What you have to do: Output the material below in full, exactly as it is.

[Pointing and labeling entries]

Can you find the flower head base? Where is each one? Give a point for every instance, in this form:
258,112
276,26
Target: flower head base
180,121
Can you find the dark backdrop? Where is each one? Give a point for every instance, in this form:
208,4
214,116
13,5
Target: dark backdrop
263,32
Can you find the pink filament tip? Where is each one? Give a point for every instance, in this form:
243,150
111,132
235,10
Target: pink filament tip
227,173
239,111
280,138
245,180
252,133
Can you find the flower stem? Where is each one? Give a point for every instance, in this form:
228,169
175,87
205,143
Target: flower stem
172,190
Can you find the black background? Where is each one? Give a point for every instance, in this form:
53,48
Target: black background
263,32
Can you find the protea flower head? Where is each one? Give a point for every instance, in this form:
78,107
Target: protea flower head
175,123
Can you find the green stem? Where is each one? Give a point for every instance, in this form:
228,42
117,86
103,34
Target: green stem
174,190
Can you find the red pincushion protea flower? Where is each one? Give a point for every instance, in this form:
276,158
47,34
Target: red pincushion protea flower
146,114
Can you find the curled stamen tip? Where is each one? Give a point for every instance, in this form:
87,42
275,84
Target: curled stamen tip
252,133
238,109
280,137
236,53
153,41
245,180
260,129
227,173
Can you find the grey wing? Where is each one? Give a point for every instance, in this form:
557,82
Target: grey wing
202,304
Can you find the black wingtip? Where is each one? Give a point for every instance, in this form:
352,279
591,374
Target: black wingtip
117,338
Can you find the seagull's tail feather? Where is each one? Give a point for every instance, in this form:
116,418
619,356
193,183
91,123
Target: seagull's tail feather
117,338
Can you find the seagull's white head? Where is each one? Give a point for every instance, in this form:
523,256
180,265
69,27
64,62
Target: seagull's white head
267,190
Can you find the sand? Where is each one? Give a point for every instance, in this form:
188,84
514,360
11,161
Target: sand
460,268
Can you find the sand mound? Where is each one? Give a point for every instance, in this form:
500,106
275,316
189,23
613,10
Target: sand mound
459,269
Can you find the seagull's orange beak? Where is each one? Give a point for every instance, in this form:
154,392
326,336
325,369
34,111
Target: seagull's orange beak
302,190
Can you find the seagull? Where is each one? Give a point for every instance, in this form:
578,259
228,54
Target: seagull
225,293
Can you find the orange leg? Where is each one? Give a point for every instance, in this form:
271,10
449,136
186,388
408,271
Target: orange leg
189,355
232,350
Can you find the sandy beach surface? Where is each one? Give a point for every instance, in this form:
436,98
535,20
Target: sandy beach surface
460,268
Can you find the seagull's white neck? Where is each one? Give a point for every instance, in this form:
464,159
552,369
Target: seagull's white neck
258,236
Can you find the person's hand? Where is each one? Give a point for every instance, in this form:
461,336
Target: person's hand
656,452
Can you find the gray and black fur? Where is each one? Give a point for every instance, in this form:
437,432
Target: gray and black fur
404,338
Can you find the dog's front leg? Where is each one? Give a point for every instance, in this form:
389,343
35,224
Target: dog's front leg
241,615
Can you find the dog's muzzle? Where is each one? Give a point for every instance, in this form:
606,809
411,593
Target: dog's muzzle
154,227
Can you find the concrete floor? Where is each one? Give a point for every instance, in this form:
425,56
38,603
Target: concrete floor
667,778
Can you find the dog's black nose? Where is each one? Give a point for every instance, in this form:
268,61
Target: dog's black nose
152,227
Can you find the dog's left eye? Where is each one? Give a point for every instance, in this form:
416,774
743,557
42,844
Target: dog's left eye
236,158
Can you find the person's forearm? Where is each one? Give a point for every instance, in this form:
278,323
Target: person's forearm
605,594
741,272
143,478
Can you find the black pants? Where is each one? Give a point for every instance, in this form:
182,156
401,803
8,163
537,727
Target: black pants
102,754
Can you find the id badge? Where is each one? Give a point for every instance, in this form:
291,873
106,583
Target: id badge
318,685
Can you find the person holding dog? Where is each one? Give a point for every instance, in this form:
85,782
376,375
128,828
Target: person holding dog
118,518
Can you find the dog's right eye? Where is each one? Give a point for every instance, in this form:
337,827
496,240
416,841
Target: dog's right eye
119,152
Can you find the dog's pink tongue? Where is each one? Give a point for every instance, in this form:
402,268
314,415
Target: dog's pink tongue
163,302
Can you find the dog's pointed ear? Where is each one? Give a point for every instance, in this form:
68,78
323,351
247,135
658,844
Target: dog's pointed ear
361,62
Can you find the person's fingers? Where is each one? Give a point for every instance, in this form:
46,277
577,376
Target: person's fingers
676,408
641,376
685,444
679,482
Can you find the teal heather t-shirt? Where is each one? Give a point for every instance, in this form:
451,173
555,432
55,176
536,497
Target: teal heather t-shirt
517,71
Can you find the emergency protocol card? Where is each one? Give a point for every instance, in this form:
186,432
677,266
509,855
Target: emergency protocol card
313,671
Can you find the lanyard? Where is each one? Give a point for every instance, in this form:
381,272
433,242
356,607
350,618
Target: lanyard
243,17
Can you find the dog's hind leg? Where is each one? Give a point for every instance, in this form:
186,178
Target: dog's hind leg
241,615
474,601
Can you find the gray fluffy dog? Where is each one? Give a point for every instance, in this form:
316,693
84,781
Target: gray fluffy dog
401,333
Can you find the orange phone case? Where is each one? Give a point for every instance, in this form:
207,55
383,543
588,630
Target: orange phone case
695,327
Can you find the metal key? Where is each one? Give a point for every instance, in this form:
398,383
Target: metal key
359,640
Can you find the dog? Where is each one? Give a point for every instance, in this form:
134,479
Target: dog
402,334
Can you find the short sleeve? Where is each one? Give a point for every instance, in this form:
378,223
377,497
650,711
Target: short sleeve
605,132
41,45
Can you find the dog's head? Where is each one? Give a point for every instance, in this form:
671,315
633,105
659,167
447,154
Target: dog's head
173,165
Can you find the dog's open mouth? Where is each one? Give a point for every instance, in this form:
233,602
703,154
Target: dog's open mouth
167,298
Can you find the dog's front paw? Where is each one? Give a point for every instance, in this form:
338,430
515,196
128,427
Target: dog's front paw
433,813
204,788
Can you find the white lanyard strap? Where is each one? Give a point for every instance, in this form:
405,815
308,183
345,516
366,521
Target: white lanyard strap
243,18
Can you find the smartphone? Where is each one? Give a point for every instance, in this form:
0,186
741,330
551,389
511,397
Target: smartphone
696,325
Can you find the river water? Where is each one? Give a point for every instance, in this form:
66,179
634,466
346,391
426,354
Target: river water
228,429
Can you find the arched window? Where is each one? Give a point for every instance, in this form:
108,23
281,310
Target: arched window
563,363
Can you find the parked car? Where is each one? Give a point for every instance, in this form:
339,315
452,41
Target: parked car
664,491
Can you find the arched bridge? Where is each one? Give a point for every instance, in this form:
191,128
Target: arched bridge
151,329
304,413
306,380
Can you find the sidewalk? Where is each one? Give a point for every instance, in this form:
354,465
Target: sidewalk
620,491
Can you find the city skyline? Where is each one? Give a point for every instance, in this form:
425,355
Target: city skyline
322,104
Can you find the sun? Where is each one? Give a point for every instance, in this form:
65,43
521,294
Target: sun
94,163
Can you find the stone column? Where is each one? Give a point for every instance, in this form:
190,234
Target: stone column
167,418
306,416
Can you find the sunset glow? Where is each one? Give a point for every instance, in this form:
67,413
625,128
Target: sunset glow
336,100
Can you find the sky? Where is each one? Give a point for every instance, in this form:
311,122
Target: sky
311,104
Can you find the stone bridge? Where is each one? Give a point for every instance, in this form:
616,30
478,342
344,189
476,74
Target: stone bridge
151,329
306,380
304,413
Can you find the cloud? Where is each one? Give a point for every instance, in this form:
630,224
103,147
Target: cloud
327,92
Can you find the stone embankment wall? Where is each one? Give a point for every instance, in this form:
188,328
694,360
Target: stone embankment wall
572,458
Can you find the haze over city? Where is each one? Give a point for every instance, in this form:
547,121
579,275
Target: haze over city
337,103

Full output:
Can you find the flower head base? Where is each one? Give a point for every instance, in this form:
258,112
276,26
Target: flower head base
180,121
Can you find the dark backdrop? Where is each one? Give a point for every instance, in this form:
208,4
214,116
13,5
Target: dark backdrop
263,32
Can you find the pink filament tip? Where is each one? Give a point for every instance, in this form:
243,150
111,132
235,10
Target: pink filament tip
227,173
239,111
280,138
245,180
252,133
Can you find the flower stem? Where is each one? Give a point for every instance, in this form:
228,169
175,87
205,143
Target: flower stem
172,190
Can you find the black background? Where is each one? Give a point for every instance, in this form:
53,48
Target: black background
263,32
Can you find the protea flower head? Where is each one? Give a point for every instance, in this form:
78,107
Target: protea flower head
175,123
Can you find the green stem? Where is each one? Give a point for every instance, in this form:
228,42
117,86
103,34
Target: green stem
174,190
Can you find the red pincushion protea flower? Where is each one? Give a point for every instance, in this form:
276,158
47,34
Target: red pincushion protea flower
146,114
Can you find the curled stamen tip? Where is each one? Give a point for every instance, in this form:
87,42
275,84
Target: curled stamen tip
252,133
238,109
280,137
236,53
153,41
245,180
260,129
227,173
Can you find the grey wing? Where is each one? Give a point for every instance, in this form:
557,82
Target: grey wing
202,304
Can you find the black wingtip? Where is each one? Give a point for every instance, in this form:
352,279
591,374
Target: black wingtip
117,338
Can you find the seagull's tail feather? Where is each one? Give a point for every instance, in this form:
116,418
619,356
193,183
91,123
Target: seagull's tail feather
117,338
Can you find the seagull's white head? Where is each one? Give a point for every instance, in this form:
523,256
180,265
69,27
64,62
Target: seagull's white head
267,190
Can you find the sand? Where is each one? Give a point for every instance, in this form:
188,84
514,360
11,161
Target: sand
460,268
Can you find the sand mound? Where is each one? Give a point for every instance, in this form:
500,106
275,316
189,23
613,10
Target: sand mound
459,269
Can you find the seagull's orange beak? Where is each one? Give a point for every instance, in this form:
154,392
326,336
325,369
34,111
Target: seagull's orange beak
302,190
Can you find the seagull? Where is each one? Give a point for every instance, in this form:
578,259
228,54
Target: seagull
225,293
Can you find the orange leg? Where is each one? Give a point for every instance, in this form:
271,10
449,136
186,388
408,271
Target: orange leg
189,355
232,350
Can you find the sandy beach surface? Where is each one? Give a point for every instance, in this form:
436,98
535,20
Target: sandy beach surface
460,268
Can you find the seagull's white neck? Where is each one? Give a point for every instance, in this form:
464,159
552,369
Target: seagull's white neck
258,236
Can you find the person's hand? Where is each one? Give a point for every instance, in this form:
461,336
Target: person's hand
656,452
Can you find the gray and black fur? Where is each one? Give a point for every instance, in this form:
437,432
Target: gray and black fur
404,338
Can you find the dog's front leg? Where is each one? Give a point for every instance, in this form:
389,343
35,224
Target: dog's front leg
241,615
Can you find the dog's muzzle? Where is each one? Give a point for every instance, in this form:
606,809
411,593
Target: dog's muzzle
154,227
Can you find the concrete floor? Where is each one? Give a point for every instance, in this form:
425,56
38,603
Target: concrete floor
667,778
Can you find the dog's black nose? Where is each one? Give a point for every instance, in this form:
268,61
Target: dog's black nose
152,227
Can you find the dog's left eye? Where is each one? Give a point for every instance, in this form:
416,774
743,557
42,844
Target: dog's left eye
236,158
Can you find the person's forearm? Where is each one? Give a point for every instance, in this form:
278,323
Target: person's forearm
605,594
741,272
143,478
Can you find the black pants? Where is each one? Give a point for every instance, in this form:
182,156
401,803
8,163
537,727
Target: black pants
102,754
Can you find the id badge? Where is each one? Give a point for every instance, in this form:
291,873
106,583
Target: id badge
318,685
Can you find the person holding dog? Where is each one? Give a point for every instance, in this form:
85,782
376,375
128,828
Target: person holding dog
118,518
Can you find the dog's right eye? Where is each one? Give a point for every instance, in this form:
337,827
496,240
416,841
Target: dog's right eye
119,152
Can you find the dog's pink tongue? Where is each one? Give a point for every instance, in this form:
402,268
314,415
Target: dog's pink tongue
163,302
Can you find the dog's pointed ear? Where is each one? Give a point for every instance, in this form:
68,78
323,351
247,135
658,844
Target: dog's pointed ear
361,62
Can you find the person's fingers? Where is each one? Give a point for every instance, in this form:
46,277
577,376
Target: person's fingers
676,408
641,376
685,444
679,482
Can you find the teal heather t-shirt? Where is each one? Give a point for every instance, in this form:
451,173
555,432
55,176
536,497
Target: teal heather t-shirt
517,71
Can you find the emergency protocol card? Where is each one? Give a point for every instance, in this form:
186,432
677,266
509,855
Target: emergency protocol card
313,671
Can you find the lanyard? Where is each one? Give a point for every instance, in this form:
381,272
433,242
356,607
350,618
Target: lanyard
243,17
Can you find the dog's hind leg? Where is each one? Give a point for every instance, in this form:
186,178
Target: dog's hind leg
241,615
474,601
Can you find the gray fluffy dog? Where is each one? Give a point for every instance, in this form:
316,693
84,781
Target: gray fluffy dog
401,333
Can you find the orange phone case? Where is each one? Give a point for every instance, in this form:
207,55
383,543
588,630
Target: orange phone case
695,327
Can you find the metal key? Where is each one? Give a point for every instance, in this form:
398,383
Target: metal key
359,640
Can you find the dog? Where is each one? Give a point for every instance, in this form:
134,479
Target: dog
402,334
Can you find the short sleeve? Where is each one? Give a point for every instance, in this form:
378,223
377,497
650,711
Target: short sleeve
605,132
41,45
Can you find the dog's head? Where is each one? Give a point for every instance, in this form:
671,315
633,105
659,167
447,154
Target: dog's head
173,165
Can you find the dog's open mouth? Where is each one? Give a point for every instance, in this form:
233,602
703,154
Target: dog's open mouth
167,298
Can you find the dog's front paw? Where is each one? Give a point for every instance, in this form:
338,430
515,196
128,427
Target: dog's front paw
433,813
204,788
Can you find the white lanyard strap? Where is each one? Give a point for every instance, in this form:
405,815
308,183
345,516
366,521
Target: white lanyard strap
243,18
Can you find the smartphone? Where is each one? Give a point for every instance, in this form:
0,186
741,330
551,389
511,397
Target: smartphone
696,325
Can you find the river water? Where is each one? Give a point for every instance, in this form:
66,179
634,466
346,391
426,354
Target: river water
228,429
Can you find the arched window? Where is each one? Give a point for every instance, in this form:
108,23
281,310
Target: arched window
563,363
Can you find the parked car? Where is each one? Give a point for every instance, in this form:
339,315
452,41
Target: parked car
664,491
Can you find the arched bridge? Where is each one? Give a point for every instance, in this form:
191,128
Target: arched bridge
151,329
304,413
306,380
Can you find the sidewalk? Where is each one? Give a point for every instance, in this form:
354,465
Target: sidewalk
620,491
Can you find the city skyline? Where is each one? Give a point for every instance, in this form:
425,355
Target: city skyline
322,104
Can you find the sun? Where is each one? Give a point for every instance, in this form:
65,43
521,294
Target: sun
94,163
Can you find the stone column? Where is each one? Give a point for every instance, in this form:
190,234
Target: stone column
167,418
306,416
Can you find the sunset glow? Where is each one? Give a point for every instance, in this form:
67,413
625,128
Target: sunset glow
336,100
Can you find the sky? Where is each one? Give a point for every instance, in this form:
311,122
Target: sky
311,104
Can you find the stone bridge? Where is each one? Give a point for every instance, in this form:
616,30
478,342
344,189
476,74
Target: stone bridge
151,329
306,380
304,413
Can you find the cloud? Where is each one? Give a point for every instance, in this form:
630,224
103,147
Target: cloud
327,92
Can you find the stone embankment wall? Where is each one? Give a point for every instance, in this form:
188,328
694,360
Target: stone embankment wall
572,458
Can you find the haze over city? Where is each one? Give a point for every instance, in this form:
547,121
579,275
Target: haze over city
337,103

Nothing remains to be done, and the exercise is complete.